- **SOURCE DATA**
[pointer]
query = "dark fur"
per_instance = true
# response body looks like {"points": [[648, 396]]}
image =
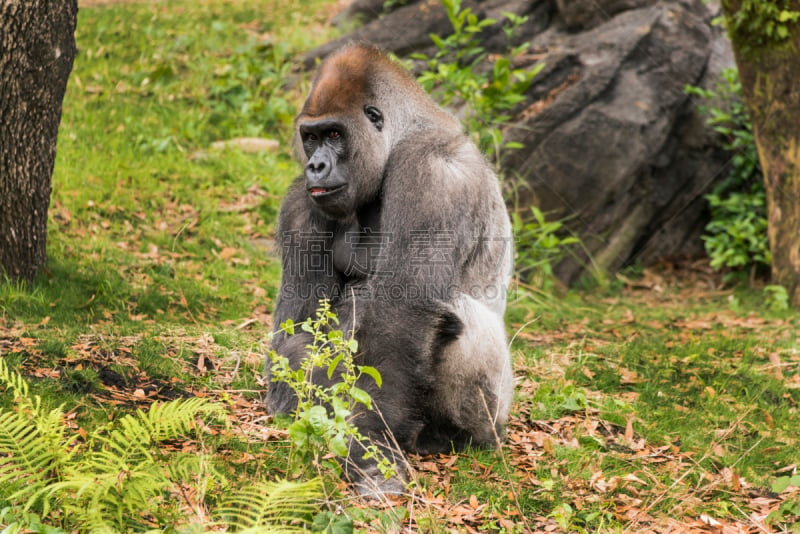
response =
{"points": [[428, 316]]}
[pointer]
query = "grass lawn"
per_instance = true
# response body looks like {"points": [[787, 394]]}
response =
{"points": [[661, 402]]}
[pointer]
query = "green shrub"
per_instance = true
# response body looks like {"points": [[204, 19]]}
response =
{"points": [[539, 247], [736, 236], [322, 421], [454, 76]]}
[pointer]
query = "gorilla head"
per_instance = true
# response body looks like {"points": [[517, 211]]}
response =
{"points": [[360, 106]]}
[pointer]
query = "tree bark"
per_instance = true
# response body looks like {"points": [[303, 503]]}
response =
{"points": [[37, 49], [771, 87]]}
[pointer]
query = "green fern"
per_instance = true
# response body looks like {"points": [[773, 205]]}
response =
{"points": [[121, 479], [282, 506], [32, 442]]}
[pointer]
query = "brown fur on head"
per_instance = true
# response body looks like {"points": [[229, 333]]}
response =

- **WORK TO DO**
Reproduce all of these records, requests included, but multiply every point coordinate in the responses by 2.6 and round each to a whole number, with halves rounding up. Leave the requests and their sample response bodies unchanged, and omit the pictures.

- **IN RESPONSE**
[pointer]
query = "dark fur"
per_instance = true
# response body looks like {"points": [[648, 396]]}
image =
response =
{"points": [[1113, 822]]}
[pointer]
query = "grass lawn"
per_instance = true
# response body looks like {"points": [[787, 394]]}
response =
{"points": [[1719, 1045]]}
[pointer]
query = "green shrub"
per_instance = true
# response body looks like {"points": [[204, 19]]}
response =
{"points": [[1401, 642], [1914, 614], [837, 1095], [1180, 198]]}
[pointer]
query = "gorilla head"
per_instance = true
# response body looks like {"points": [[517, 211]]}
response =
{"points": [[936, 276]]}
[pointer]
query = "tree bark"
per_instance = true
# response body looks like {"points": [[303, 503]]}
response =
{"points": [[96, 127], [2005, 226]]}
[pointer]
query = "green fern"
per_instance = true
# response body looks like {"points": [[773, 205]]}
response =
{"points": [[315, 1245], [733, 1316], [83, 1149]]}
[pointer]
query = "brown fur on head"
per_instance = true
# response body looks like {"points": [[229, 333]]}
response =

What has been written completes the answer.